• Complete the following:
a. According to the workshop post, how many group poems did the participants create at the end of the workshop?
b. Please report every line of the records that contains the word "shirt".

• Text shown:

Wednesday, May 23, 2012

From the Festival - The Way the World Begins Again


This year at the Split this Rock Poetry Festival, on a beautiful, wet Saturday morning, Alexis Pauline Gumbs and Julia Roxanne Wallace facilitated an intergenerational workshop on love, safety and community inspired by June Jordan’s children’s book Kimako’s Story.   


This poetry workshop was based on the successful initiation of the June Jordan Saturday Survival School in Durham, North Carolina, where whole families used concepts from June Jordan’s unpublished essays, “Towards a Survival Literature for Afrikan Children” (first presented in Washington DC in 1976) and “The Creative Spirit and Children’s Literature.” The workshop activities included collaborative marker mural-making based on quotations from Jordan’s essays, fill-in-the-blank poem-making based on June Jordan’s Kimako’s Story, and the creation of a group new age “Who Look at Me” based on June Jordan’s first children’s book. 

At the end of the workshop, the participants created 7 group poems designed to keep us inspired, connected and present.  Check out a sampling of these poems below.




Poem for the Future
Do not use the words child, children, little, or kids.

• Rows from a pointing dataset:
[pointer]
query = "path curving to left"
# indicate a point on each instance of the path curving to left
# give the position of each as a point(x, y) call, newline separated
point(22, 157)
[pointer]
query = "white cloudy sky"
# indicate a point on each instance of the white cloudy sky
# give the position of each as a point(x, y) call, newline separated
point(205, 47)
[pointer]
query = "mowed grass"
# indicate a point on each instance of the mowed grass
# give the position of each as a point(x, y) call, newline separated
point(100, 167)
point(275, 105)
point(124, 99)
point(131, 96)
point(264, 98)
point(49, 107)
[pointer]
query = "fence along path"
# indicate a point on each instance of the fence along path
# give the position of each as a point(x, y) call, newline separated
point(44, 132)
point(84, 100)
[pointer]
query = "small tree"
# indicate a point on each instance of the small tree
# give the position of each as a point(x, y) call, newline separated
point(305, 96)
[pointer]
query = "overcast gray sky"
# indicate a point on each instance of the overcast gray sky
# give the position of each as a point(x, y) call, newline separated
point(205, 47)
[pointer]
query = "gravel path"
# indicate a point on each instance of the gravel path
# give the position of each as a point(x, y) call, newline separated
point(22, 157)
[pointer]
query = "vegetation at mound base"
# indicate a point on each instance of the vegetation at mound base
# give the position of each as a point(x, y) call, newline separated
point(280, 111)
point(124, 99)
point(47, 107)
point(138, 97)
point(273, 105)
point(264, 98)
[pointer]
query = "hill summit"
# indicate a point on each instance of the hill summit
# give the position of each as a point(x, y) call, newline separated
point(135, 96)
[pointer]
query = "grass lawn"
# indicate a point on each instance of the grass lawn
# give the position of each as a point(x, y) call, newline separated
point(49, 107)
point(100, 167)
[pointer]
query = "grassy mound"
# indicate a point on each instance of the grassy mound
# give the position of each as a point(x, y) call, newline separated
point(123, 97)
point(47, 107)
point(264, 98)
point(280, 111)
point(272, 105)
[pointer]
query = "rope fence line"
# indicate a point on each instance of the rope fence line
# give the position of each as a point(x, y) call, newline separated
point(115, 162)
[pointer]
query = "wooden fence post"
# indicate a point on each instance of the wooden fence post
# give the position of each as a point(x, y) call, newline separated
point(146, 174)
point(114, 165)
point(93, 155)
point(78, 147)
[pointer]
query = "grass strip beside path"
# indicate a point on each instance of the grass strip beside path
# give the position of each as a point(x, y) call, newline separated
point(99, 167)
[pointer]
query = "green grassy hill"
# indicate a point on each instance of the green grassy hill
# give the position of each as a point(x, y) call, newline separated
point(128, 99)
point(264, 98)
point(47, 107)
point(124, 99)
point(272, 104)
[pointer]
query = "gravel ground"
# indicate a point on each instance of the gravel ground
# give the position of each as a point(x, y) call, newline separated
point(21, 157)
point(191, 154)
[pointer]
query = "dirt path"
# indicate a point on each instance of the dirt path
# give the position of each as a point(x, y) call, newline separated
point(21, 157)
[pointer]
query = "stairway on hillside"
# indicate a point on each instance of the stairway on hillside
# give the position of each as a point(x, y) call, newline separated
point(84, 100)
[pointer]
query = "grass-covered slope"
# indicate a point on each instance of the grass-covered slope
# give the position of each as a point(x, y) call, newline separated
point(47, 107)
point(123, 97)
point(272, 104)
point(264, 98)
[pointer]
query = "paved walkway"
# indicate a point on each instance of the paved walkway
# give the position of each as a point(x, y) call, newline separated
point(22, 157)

* * *

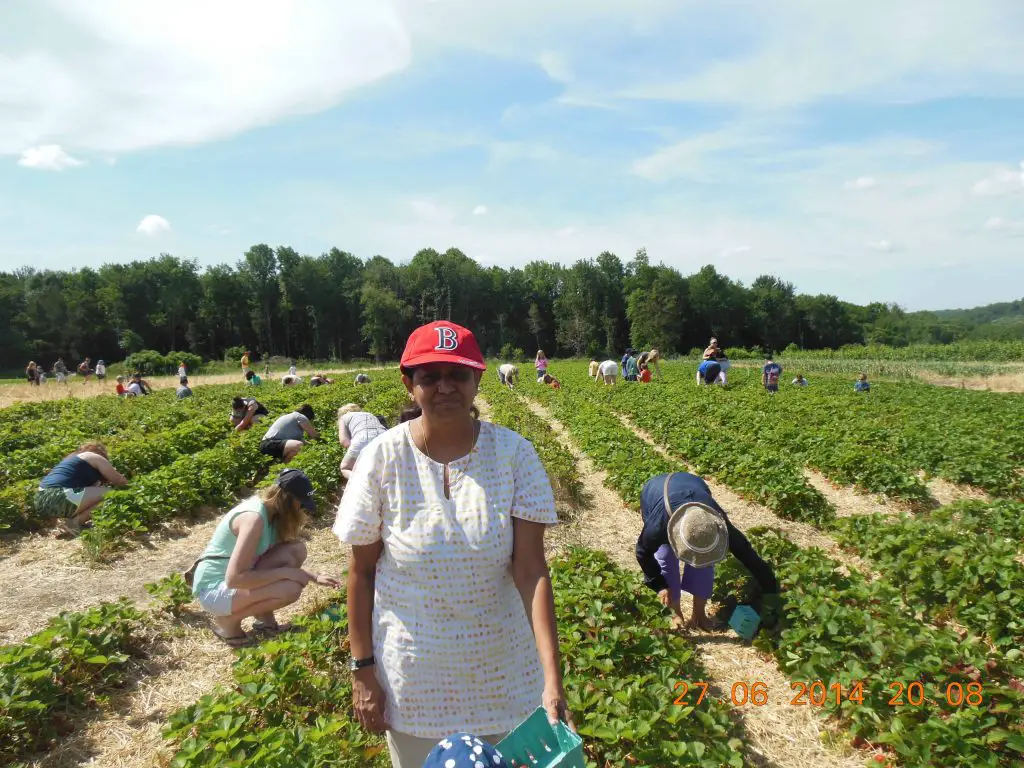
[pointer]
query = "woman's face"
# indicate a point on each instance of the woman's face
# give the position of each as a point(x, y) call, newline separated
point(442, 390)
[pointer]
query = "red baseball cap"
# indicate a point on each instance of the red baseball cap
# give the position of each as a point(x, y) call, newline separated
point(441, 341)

--

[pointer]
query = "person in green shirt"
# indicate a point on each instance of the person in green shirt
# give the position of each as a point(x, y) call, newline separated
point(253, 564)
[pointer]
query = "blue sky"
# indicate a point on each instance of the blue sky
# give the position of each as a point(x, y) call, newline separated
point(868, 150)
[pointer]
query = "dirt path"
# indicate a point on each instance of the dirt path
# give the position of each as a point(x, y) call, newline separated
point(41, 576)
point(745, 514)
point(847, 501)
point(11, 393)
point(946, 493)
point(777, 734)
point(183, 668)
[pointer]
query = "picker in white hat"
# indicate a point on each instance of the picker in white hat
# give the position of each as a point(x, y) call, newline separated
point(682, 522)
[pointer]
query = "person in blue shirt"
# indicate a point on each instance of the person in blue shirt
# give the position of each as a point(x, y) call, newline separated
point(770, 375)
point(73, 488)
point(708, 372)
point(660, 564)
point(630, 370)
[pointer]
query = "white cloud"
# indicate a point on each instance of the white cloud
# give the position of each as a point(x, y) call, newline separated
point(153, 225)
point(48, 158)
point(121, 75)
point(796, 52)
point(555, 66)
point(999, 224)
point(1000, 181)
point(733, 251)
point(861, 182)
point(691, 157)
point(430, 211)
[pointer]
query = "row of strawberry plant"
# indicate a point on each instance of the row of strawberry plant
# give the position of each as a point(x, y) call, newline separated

• In response:
a. 7 group poems.

b.
query = "person in green shirt"
# indicate a point on each instance of the person in green shirt
query = "person in blue shirt"
# indicate a point on each instance of the person in blue shirt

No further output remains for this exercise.